# Point-per-instance localization data:
━━━━━━━━

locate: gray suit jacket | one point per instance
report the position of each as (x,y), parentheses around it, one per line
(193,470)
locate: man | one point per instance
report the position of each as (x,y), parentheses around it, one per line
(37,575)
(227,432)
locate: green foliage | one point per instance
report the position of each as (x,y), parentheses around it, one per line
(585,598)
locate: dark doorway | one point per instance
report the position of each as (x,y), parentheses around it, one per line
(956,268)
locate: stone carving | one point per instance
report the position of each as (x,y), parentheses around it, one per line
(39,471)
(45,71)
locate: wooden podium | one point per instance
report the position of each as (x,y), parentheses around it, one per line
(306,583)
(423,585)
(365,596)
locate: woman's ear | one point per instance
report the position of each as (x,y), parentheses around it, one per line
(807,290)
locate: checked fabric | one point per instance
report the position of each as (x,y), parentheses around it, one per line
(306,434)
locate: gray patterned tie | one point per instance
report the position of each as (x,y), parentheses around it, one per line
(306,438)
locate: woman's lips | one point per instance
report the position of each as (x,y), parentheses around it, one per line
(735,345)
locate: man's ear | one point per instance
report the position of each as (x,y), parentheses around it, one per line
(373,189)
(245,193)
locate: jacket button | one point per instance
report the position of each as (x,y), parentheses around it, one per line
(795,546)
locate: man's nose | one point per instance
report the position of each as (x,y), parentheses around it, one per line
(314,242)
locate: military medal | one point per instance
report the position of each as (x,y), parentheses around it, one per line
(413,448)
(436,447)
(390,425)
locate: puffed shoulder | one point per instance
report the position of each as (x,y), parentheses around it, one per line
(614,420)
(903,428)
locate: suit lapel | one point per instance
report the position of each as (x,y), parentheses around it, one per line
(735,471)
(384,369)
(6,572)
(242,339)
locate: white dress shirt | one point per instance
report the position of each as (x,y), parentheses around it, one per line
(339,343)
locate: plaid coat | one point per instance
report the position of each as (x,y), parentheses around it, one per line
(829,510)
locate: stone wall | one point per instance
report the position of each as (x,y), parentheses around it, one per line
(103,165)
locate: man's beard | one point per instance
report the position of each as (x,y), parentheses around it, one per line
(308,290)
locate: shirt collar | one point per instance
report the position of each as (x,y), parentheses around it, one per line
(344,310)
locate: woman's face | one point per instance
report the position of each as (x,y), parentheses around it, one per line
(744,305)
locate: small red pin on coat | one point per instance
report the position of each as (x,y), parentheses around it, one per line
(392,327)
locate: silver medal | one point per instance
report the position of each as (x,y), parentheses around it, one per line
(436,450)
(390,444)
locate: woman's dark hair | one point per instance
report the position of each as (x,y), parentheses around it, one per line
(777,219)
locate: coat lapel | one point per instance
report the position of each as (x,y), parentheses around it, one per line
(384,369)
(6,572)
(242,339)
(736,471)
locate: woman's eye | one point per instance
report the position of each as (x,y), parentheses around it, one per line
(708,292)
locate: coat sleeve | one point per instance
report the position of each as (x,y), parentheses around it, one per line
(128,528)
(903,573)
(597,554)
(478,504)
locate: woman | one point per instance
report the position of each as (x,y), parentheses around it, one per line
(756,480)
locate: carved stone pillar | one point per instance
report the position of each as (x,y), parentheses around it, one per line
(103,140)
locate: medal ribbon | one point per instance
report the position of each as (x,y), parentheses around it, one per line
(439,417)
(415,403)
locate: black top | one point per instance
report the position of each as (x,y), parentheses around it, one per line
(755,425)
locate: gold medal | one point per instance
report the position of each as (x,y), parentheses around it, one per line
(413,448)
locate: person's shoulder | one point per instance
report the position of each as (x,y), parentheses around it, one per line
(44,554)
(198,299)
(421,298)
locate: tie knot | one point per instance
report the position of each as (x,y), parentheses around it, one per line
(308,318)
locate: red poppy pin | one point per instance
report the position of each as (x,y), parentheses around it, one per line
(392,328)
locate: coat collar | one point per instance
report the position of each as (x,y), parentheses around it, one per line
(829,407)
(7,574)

━━━━━━━━

# ACTION ITEM:
Copy the stretch of the records above that runs from the line with "locate: green foliage" through the line with "locate: woman's ear | one point per instance". Both end lines belong in the copy, and nothing else does.

# SOLUTION TO THIS PROBLEM:
locate: green foliage | one point per instance
report the position of each as (x,y), parentheses around it, one per line
(585,598)
locate: dark doorway | one point per instance
report the position of each as (x,y), parentheses around it, one per line
(956,268)
locate: stone carving | one point per instance
report the position of each as (x,y), parentheses around it, one per line
(39,471)
(45,71)
locate: wooden podium | one point per instance
report the position of each as (x,y), parentheses around it, one per line
(306,583)
(423,585)
(365,596)
locate: woman's ear | one point per instance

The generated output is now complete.